::: Excerpt to read :::

Film Review Sam Milligan

The Astronaut Farmer

Billy Bob Thornton
Virginia Madsen

Do you like schmaltzy, feel-good movies? I do. And I liked The Astronaut Farmer, which definitely fits the bill.

Former Air Force pilot Charlie Farmer (Billy Bob Thornton) is for some inexplicable reason called just “Farmer” by all and sundry, including his own wife, Audie (Virginia Madsen). I suppose this is a plot device, albeit a weak one, to point out the already glaring statement of the title (“His name is Farmer, he’s a farmer, and he wants to be an astronaut! Get it? Huh? Get it?”) But that’s okay; I liked the movie in spite of that.

A family crisis forces Farmer to resign his Air Force commission, give up his spot in astronaut training, and return home to the family farm in the Midwest, but he never gives up on his dream to go to space. Using government surplus parts obtained dirt cheap (this is for real – you can purchase government surplus materials for pennies on the dollar), he has built a single-stage rocket in his barn, topped with, if I’m not mistaken, a surplus Mercury space program capsule. Space flight aficionados will recognize his space suit as one from the Mercury space program of the early 1960s. His dream is shared by his wife, teenaged son Shepard (Max Thieriot) and two young daughters Stanley and Sunshine (Jasper and Logan Polish, daughters of the films writers/director, brothers Mark and Michael Polish, though I haven’t been able to ascertain whether they are sisters and daughters of just one of the brothers, or if they are cousins. Not that it really matters.)

Some of the names and references may seem odd until you realize that this is a major homage film; the teenaged son Shepard named for Alan Shepard, the first American in space; Audie’s father, Grandpa Hal (Bruce Dern), after the sentient computer in 2001: A Space Odyssey; the elder daughter Stanley, for Stanley Kubrick, director of 2001: A Space Odyssey; hints and outright references if not scene borrowing from The Right Stuff, Armageddon, and Apollo 13. The Armageddon link is reinforced when an uncredited Bruce Willis shows up as a representative of NASA and an old friend and colleague of Farmer’s from his Air Force/astronaut training days. Fans of the writings of Robert A. Heinlein will immediately see the parallels in this film to many of Heinlein’s novels and stories from the 1940s and 50s, particularly Rocket Ship Galileo and The Man Who Sold the Moon.

::: Data records :::

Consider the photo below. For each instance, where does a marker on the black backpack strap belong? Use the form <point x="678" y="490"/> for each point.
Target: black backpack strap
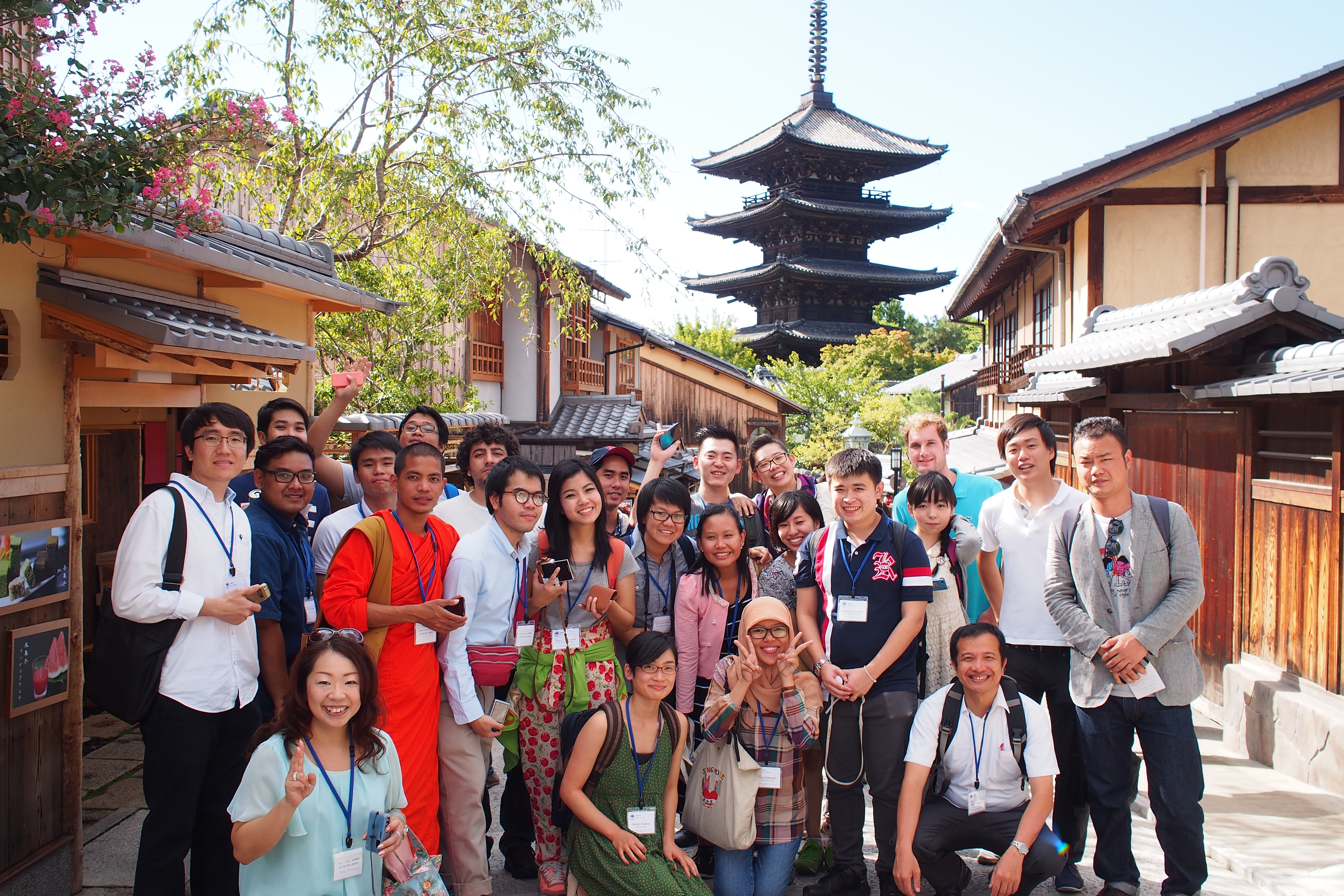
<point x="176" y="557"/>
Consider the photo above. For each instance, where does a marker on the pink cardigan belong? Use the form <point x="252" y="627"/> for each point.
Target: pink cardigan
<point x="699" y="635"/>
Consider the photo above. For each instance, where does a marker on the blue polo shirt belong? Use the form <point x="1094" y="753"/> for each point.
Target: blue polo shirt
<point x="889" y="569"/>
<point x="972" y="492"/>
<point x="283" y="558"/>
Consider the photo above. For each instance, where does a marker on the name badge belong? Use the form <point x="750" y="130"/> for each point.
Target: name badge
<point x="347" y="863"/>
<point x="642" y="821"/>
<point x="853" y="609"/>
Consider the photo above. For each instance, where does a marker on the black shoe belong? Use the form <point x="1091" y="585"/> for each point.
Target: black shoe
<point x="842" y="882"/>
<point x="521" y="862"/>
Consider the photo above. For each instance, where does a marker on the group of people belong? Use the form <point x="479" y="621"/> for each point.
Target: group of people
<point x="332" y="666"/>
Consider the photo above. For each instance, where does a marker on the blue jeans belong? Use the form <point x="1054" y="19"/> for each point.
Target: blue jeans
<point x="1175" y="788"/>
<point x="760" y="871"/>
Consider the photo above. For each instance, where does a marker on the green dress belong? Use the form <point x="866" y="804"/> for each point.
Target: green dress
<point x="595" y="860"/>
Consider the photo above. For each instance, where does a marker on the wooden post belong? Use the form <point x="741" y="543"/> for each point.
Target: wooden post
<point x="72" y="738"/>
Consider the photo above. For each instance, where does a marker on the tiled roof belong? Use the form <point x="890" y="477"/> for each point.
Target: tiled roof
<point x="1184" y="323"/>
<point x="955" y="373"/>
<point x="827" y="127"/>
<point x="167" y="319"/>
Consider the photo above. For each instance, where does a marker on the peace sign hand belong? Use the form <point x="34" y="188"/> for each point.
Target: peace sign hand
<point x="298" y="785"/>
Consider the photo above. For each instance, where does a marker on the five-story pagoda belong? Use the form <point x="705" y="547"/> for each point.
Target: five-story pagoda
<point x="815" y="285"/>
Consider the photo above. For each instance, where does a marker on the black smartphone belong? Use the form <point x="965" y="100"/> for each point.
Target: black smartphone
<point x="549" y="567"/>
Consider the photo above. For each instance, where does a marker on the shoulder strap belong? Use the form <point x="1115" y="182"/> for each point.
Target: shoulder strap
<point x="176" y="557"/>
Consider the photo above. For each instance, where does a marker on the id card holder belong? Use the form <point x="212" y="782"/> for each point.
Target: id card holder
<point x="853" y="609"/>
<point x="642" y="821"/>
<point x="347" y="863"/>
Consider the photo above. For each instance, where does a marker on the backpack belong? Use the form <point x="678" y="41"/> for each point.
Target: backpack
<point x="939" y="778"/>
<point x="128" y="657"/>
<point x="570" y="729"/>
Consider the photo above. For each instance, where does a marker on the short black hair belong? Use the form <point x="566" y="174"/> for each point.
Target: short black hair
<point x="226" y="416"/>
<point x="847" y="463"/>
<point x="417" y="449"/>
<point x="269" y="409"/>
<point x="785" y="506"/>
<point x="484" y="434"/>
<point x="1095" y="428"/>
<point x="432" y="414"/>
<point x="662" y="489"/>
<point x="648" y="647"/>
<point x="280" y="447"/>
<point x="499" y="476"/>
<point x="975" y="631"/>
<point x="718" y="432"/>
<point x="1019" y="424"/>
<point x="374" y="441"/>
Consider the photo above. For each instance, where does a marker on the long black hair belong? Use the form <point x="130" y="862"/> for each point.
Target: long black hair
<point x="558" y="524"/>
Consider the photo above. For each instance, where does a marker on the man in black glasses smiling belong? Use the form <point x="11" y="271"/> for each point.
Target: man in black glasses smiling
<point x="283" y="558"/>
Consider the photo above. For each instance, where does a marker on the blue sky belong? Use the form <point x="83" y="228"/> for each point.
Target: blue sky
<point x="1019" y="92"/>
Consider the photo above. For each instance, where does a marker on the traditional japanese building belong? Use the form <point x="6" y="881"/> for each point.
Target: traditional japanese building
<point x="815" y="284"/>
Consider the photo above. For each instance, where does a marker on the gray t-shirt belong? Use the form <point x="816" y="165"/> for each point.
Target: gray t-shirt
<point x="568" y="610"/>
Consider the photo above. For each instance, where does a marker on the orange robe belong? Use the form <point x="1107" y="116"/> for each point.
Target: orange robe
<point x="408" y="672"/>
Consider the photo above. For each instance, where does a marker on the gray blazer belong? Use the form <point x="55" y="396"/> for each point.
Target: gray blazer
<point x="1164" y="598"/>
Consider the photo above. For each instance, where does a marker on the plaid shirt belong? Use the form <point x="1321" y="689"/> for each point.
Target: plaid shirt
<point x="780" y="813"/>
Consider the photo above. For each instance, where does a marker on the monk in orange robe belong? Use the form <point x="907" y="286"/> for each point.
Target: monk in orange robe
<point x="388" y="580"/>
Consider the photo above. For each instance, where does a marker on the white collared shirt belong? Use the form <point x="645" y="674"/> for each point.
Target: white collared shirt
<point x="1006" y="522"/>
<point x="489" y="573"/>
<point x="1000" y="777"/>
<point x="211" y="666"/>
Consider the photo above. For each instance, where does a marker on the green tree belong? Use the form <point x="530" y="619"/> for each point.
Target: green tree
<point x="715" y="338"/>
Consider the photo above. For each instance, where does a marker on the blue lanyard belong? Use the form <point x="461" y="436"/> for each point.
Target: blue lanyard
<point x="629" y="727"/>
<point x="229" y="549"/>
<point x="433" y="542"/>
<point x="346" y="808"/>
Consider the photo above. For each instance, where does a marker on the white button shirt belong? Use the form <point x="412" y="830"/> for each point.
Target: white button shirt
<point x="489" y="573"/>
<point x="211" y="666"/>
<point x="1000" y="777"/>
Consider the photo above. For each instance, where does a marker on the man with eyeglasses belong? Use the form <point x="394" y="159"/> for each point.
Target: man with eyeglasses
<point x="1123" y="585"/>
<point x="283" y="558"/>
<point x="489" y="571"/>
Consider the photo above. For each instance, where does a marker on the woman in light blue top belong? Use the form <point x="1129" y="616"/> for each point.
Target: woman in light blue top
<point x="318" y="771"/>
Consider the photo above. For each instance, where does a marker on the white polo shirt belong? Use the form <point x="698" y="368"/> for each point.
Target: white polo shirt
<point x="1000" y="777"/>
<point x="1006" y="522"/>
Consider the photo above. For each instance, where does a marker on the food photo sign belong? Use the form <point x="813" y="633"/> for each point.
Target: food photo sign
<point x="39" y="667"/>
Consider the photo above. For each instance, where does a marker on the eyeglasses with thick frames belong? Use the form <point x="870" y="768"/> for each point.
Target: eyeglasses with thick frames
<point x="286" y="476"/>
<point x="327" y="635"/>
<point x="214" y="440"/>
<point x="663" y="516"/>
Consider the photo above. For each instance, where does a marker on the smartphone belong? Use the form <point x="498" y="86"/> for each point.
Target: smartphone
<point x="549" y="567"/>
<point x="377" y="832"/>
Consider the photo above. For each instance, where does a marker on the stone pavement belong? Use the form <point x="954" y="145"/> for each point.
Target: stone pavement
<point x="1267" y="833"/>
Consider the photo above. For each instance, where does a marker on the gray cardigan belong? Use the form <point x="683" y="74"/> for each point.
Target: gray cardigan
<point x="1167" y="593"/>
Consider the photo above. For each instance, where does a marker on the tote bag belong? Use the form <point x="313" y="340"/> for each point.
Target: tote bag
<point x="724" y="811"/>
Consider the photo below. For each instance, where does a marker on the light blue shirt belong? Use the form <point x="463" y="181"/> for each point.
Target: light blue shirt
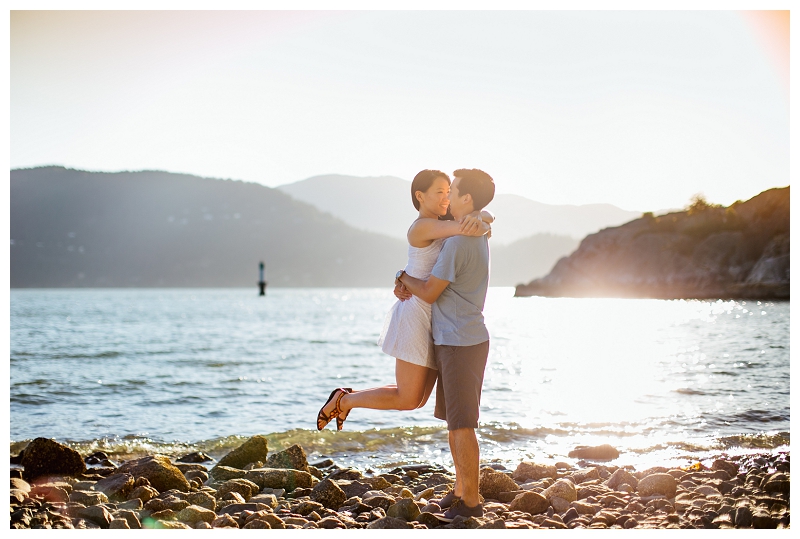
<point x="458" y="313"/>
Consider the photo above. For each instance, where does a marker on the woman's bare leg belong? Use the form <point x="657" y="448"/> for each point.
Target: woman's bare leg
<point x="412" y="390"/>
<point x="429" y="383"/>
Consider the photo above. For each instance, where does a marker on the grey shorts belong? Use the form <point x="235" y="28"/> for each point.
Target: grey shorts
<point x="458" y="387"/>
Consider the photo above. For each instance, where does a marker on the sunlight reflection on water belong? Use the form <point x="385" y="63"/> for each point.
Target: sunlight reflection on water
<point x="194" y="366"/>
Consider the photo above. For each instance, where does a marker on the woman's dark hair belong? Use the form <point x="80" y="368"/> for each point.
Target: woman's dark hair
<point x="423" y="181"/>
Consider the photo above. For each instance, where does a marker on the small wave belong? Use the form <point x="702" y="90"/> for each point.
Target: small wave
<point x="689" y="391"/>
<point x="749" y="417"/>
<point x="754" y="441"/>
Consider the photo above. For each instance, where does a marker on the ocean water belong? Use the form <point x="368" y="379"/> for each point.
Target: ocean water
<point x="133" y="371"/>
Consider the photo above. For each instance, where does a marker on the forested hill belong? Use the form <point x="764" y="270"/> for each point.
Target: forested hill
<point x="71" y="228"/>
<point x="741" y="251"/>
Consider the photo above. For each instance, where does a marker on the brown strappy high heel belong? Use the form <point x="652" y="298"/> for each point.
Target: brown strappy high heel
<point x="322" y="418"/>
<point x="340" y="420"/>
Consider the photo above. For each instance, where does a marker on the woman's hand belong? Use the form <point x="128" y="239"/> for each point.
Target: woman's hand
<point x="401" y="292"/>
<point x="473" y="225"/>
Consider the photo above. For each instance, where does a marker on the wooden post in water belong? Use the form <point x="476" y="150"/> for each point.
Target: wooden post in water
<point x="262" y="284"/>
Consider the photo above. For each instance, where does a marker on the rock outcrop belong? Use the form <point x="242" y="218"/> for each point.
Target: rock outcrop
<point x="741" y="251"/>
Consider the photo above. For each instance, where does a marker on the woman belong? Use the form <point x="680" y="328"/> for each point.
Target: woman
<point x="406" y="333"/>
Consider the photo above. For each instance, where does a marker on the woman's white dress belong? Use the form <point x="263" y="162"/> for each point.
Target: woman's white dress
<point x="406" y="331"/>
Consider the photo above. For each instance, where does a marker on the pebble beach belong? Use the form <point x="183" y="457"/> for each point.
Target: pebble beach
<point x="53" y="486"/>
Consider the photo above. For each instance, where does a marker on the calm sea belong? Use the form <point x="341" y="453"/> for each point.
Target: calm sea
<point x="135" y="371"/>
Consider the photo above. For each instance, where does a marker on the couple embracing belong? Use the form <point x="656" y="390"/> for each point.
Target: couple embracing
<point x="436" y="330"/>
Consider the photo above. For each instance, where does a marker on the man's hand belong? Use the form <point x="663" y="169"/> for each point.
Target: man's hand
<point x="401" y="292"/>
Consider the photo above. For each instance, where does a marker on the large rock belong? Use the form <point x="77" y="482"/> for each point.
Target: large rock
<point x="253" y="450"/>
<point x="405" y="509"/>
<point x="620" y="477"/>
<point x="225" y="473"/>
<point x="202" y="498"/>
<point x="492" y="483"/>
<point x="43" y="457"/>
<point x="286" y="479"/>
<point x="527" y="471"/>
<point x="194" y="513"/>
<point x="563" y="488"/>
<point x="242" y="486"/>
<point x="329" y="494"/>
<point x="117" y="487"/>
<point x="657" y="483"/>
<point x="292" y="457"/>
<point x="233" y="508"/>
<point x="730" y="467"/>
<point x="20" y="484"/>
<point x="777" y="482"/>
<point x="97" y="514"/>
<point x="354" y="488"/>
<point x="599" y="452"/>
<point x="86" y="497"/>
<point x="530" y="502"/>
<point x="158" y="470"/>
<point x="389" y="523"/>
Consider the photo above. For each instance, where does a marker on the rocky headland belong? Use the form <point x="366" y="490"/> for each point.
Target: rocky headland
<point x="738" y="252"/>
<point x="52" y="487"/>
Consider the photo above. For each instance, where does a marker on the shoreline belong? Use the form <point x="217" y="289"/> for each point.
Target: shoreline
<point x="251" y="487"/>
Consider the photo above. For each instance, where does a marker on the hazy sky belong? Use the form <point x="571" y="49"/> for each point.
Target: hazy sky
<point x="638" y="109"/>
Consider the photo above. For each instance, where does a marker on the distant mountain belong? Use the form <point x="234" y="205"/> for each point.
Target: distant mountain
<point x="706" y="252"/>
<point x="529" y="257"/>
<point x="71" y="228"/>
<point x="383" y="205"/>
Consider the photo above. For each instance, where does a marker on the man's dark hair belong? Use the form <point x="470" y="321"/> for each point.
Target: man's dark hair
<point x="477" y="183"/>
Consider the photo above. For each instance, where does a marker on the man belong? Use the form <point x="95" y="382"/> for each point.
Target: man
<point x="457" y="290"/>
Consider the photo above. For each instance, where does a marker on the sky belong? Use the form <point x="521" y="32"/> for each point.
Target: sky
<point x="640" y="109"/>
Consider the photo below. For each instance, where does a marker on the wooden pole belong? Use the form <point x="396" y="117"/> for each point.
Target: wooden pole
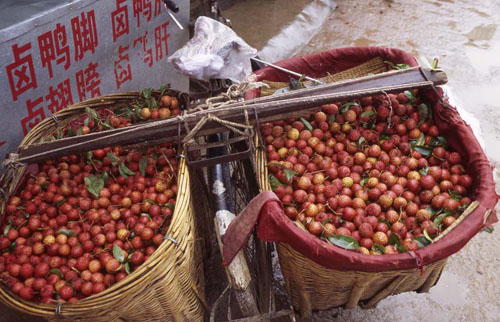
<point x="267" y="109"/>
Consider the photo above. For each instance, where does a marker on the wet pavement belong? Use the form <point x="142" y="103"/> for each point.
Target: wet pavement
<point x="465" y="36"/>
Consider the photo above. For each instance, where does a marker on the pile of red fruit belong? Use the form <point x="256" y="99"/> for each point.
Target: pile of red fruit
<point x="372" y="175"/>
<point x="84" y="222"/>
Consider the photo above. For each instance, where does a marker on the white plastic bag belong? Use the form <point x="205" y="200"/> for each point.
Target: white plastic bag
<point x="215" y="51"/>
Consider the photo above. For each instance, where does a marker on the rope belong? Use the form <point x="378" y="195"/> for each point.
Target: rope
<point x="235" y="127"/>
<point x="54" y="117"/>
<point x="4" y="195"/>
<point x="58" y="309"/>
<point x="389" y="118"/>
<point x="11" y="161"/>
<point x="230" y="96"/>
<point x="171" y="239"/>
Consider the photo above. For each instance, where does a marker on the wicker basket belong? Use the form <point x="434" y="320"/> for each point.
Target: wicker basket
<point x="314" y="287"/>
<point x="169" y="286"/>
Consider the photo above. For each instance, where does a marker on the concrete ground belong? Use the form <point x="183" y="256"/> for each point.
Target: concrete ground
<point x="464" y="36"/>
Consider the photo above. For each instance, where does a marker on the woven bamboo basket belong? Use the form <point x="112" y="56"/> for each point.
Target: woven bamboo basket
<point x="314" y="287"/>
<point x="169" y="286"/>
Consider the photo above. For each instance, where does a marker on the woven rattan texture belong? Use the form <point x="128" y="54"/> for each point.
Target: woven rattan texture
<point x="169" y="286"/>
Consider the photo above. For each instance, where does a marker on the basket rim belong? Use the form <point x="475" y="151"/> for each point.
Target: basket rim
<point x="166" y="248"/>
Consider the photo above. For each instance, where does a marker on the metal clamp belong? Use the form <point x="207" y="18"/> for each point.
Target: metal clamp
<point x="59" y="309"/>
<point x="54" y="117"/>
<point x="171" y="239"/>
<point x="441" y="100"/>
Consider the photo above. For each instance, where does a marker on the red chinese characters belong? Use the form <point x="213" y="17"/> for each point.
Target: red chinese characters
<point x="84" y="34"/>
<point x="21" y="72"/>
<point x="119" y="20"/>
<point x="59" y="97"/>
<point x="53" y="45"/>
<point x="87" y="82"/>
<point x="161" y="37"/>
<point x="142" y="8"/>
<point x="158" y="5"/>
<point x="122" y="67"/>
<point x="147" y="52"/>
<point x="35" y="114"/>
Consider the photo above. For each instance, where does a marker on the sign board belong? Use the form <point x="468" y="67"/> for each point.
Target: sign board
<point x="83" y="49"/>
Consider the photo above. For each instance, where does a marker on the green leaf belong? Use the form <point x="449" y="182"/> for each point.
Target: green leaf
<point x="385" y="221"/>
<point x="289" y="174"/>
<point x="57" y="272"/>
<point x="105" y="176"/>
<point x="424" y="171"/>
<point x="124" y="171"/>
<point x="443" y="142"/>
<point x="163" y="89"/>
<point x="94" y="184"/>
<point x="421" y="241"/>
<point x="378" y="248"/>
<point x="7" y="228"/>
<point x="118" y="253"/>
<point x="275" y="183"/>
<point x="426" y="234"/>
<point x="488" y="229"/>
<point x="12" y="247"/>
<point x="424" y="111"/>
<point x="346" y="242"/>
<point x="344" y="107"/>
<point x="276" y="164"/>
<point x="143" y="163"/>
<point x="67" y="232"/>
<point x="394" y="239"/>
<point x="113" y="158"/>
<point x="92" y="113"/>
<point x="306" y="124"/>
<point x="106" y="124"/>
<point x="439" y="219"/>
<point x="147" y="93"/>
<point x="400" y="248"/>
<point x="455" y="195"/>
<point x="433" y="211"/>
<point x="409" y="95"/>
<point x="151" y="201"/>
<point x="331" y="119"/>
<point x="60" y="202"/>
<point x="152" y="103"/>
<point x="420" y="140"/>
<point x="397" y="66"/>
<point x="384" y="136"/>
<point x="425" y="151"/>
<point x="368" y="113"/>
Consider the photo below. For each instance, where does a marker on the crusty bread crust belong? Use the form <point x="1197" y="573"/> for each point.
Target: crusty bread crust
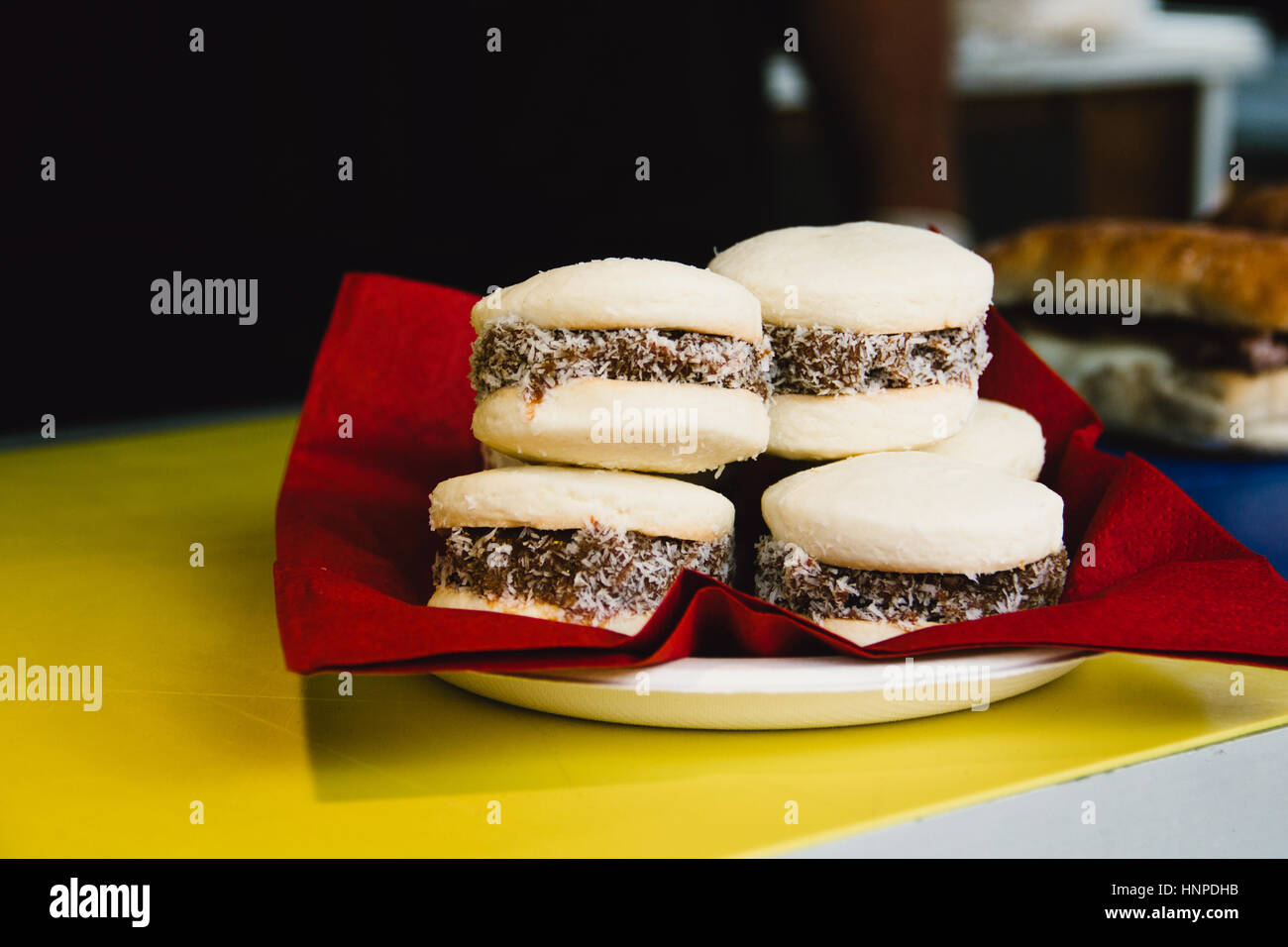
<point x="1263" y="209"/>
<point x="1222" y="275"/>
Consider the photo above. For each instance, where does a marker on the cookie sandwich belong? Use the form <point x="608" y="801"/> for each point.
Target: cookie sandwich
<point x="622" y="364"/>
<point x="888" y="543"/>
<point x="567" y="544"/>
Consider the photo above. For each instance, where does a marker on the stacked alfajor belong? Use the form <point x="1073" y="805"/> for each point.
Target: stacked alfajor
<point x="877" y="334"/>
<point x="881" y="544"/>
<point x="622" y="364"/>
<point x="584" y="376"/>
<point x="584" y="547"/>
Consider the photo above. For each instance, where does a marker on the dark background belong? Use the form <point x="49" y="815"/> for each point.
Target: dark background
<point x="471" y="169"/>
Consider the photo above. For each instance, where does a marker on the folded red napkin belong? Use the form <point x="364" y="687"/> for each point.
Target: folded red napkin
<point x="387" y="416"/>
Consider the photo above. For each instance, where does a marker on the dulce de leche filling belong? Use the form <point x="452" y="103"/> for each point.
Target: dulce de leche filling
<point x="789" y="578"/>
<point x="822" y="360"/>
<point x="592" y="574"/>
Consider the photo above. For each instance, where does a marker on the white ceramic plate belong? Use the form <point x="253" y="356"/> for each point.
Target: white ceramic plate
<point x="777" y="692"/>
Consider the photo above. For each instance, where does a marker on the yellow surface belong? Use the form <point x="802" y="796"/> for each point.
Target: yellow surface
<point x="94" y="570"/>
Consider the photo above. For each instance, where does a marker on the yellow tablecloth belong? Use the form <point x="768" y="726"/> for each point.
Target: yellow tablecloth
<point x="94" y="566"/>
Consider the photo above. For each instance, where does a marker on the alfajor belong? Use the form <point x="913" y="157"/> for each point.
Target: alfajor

:::

# Requirement 1:
Rewrite the Astronaut Farmer review, beginning at the words "Do you like" and stopping after "spite of that.", with "schmaltzy" replaced by "sentimental".
# Requirement 2:
Continue the review of The Astronaut Farmer from where it stops.

# Output 1:
Do you like sentimental, feel-good movies? I do. And I liked The Astronaut Farmer, which definitely fits the bill.

Former Air Force pilot Charlie Farmer (Billy Bob Thornton) is for some inexplicable reason called just “Farmer” by all and sundry, including his own wife, Audie (Virginia Madsen). I suppose this is a plot device, albeit a weak one, to point out the already glaring statement of the title (“His name is Farmer, he’s a farmer, and he wants to be an astronaut! Get it? Huh? Get it?”) But that’s okay; I liked the movie in spite of that.

# Output 2:
The Federal government, through the auspices of Homeland Security, become aware of Farmer’s homemade rocket ship when he attempts to purchase several tens of thousands of pounds of high-grade fuel to launch his rocket into orbit. The main purpose of the government of course being preventing law-abiding citizens from doing what they want to do, they accuse Farmer of creating a WMD, try to claim a government monopoly on space flight, and of course both threaten him with legal actions and tie him up in red tape. If you’ve seen the trailers, you probably think that you’ve seen the most important parts of the movie. Nothing could be further from the truth. What is hinted at and shown directly in the trailers is only an appetizer, a teaser to draw you in and make you think you know what’s going to happen. Some of it is very different than you might think.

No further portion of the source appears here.